(Beginning of RAW DATA)
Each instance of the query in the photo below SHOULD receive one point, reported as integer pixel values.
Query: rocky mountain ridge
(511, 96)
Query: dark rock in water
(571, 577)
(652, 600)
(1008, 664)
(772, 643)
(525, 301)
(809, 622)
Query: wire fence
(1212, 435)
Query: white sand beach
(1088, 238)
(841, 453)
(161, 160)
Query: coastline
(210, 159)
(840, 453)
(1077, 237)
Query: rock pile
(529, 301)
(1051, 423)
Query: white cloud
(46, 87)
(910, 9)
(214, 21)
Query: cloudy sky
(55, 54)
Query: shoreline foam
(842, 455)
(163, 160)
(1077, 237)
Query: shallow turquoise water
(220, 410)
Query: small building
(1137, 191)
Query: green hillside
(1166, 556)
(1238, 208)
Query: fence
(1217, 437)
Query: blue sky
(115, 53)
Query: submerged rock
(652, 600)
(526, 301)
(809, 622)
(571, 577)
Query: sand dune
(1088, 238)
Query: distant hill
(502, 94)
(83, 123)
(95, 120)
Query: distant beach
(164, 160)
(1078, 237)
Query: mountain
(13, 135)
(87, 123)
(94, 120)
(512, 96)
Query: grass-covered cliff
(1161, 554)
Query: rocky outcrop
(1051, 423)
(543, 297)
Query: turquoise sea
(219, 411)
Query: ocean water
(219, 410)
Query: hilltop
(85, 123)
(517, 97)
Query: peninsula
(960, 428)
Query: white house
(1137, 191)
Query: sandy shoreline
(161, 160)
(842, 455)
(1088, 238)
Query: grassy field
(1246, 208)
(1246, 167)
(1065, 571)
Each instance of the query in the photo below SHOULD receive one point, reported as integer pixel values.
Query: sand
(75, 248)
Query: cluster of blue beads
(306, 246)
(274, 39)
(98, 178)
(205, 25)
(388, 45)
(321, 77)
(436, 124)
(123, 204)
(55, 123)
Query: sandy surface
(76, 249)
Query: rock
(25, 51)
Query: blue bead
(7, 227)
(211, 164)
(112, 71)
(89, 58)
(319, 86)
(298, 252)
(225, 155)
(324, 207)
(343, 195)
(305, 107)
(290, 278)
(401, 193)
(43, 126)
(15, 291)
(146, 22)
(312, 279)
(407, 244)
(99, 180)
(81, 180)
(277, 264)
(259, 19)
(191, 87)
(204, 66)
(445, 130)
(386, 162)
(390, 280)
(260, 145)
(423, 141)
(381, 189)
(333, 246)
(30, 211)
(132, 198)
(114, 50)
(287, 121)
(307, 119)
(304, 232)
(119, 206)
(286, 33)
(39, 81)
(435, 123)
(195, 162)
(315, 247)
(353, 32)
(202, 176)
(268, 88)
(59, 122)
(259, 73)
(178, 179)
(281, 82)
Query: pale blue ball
(End of RAW DATA)
(Beginning of RAW DATA)
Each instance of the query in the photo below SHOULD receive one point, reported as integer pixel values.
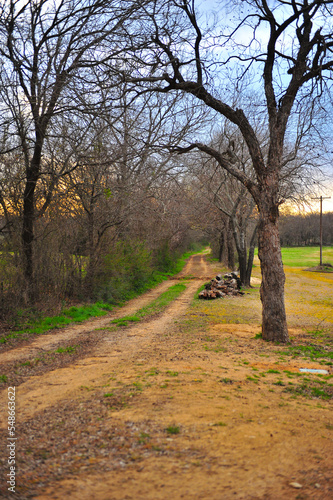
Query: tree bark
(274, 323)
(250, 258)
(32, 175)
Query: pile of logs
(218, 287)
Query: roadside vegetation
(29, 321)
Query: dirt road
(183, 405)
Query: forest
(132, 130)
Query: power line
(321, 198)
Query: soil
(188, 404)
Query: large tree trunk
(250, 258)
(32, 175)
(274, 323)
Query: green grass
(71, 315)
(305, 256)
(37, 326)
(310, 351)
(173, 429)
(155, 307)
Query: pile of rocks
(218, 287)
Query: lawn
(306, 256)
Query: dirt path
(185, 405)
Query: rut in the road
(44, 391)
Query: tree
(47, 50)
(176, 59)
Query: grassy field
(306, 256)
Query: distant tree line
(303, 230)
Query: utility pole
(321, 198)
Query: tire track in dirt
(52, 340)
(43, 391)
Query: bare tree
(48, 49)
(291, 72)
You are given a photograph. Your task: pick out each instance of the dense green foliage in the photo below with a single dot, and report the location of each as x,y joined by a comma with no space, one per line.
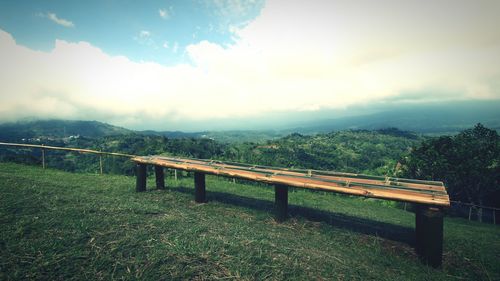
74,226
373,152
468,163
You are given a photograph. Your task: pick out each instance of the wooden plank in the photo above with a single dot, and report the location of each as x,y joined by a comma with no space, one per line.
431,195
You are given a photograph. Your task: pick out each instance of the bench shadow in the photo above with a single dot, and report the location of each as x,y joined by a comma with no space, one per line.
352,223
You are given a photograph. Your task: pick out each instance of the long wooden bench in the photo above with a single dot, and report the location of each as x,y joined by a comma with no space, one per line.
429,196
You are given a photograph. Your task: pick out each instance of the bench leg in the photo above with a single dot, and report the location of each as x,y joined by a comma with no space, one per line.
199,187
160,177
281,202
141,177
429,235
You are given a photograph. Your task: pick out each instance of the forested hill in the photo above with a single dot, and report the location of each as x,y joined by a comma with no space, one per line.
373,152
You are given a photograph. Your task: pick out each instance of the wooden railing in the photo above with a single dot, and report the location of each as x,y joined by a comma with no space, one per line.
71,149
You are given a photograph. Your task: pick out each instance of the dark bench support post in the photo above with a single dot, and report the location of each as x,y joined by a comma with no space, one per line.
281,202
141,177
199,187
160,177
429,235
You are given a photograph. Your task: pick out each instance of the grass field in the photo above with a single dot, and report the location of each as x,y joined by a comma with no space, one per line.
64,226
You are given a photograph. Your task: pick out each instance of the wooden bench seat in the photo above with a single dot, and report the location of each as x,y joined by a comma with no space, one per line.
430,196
(End of RAW DATA)
* **WHAT IS EXPECTED**
Copy only this part of the entries above: the line with "Query: turquoise sea", the line with "Query: pale blue ball", and the lines between, all exactly as written.

* **PROBLEM SOLUTION**
Query: turquoise sea
(219, 411)
Query: ocean water
(219, 410)
Query: hilltop
(85, 123)
(517, 97)
Query: peninsula
(960, 428)
Query: white house
(1137, 191)
Query: sandy shoreline
(161, 160)
(842, 455)
(1088, 238)
Query: grassy field
(1246, 208)
(1246, 167)
(1065, 571)
Each instance of the query in the photo below SHOULD receive one point, reported as integer pixel values.
Query: sand
(75, 248)
Query: cluster of blue beads
(306, 246)
(274, 39)
(98, 178)
(205, 25)
(388, 45)
(321, 77)
(436, 124)
(123, 204)
(55, 123)
Query: sandy surface
(76, 249)
Query: rock
(25, 51)
Query: blue bead
(7, 227)
(211, 164)
(112, 71)
(89, 58)
(319, 86)
(298, 252)
(225, 155)
(324, 207)
(343, 195)
(305, 107)
(290, 278)
(401, 193)
(43, 126)
(15, 291)
(146, 22)
(312, 279)
(407, 244)
(99, 180)
(81, 180)
(277, 264)
(259, 19)
(191, 87)
(204, 66)
(445, 130)
(386, 162)
(390, 280)
(260, 145)
(423, 141)
(381, 189)
(333, 246)
(30, 211)
(132, 198)
(114, 50)
(287, 121)
(307, 119)
(304, 232)
(119, 206)
(286, 33)
(39, 81)
(435, 123)
(195, 162)
(315, 247)
(353, 32)
(202, 176)
(268, 88)
(59, 122)
(259, 73)
(178, 179)
(281, 82)
Query: pale blue ball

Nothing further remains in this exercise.